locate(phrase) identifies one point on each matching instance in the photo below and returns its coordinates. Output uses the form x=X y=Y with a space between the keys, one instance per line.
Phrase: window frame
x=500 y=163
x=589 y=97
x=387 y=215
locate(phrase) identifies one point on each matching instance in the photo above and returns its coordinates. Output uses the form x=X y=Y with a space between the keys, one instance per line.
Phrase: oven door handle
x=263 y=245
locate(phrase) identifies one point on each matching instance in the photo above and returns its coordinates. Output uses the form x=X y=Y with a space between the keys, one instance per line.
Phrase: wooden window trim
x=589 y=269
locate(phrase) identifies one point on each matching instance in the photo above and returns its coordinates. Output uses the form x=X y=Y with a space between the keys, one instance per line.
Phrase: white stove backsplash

########################################

EXERCISE DIRECTIONS:
Reproduce the data above line for line, including the requests, and shift each x and y coordinate in the answers by adding 41 to it. Keep every other line unchanged.

FINAL RESULT:
locate(phrase) identifies one point on each matching instance in the photo below and returns its coordinates. Output uses the form x=X y=Y with a space between the keys, one instance per line.
Phrase: window frame
x=541 y=204
x=630 y=138
x=428 y=256
locate(phrase) identifies one point on each matching instance in the photo above and returns its coordinates. Output uses the form x=X y=Y with a space between the keys, one instance per line.
Phrase: oven door handle
x=304 y=286
locate(phrase) identifies one point on each matching instance in the photo above and returns its coordinates. Output uses the form x=X y=Y with a space between the keys, one instance per line.
Phrase: wooden window trim
x=630 y=310
locate(phrase) identifies one point on each matching instance in the photo above and returns its coordinates. Output uses the form x=X y=Y with a space between the keys, one instance per line.
Phrase: white stove backsplash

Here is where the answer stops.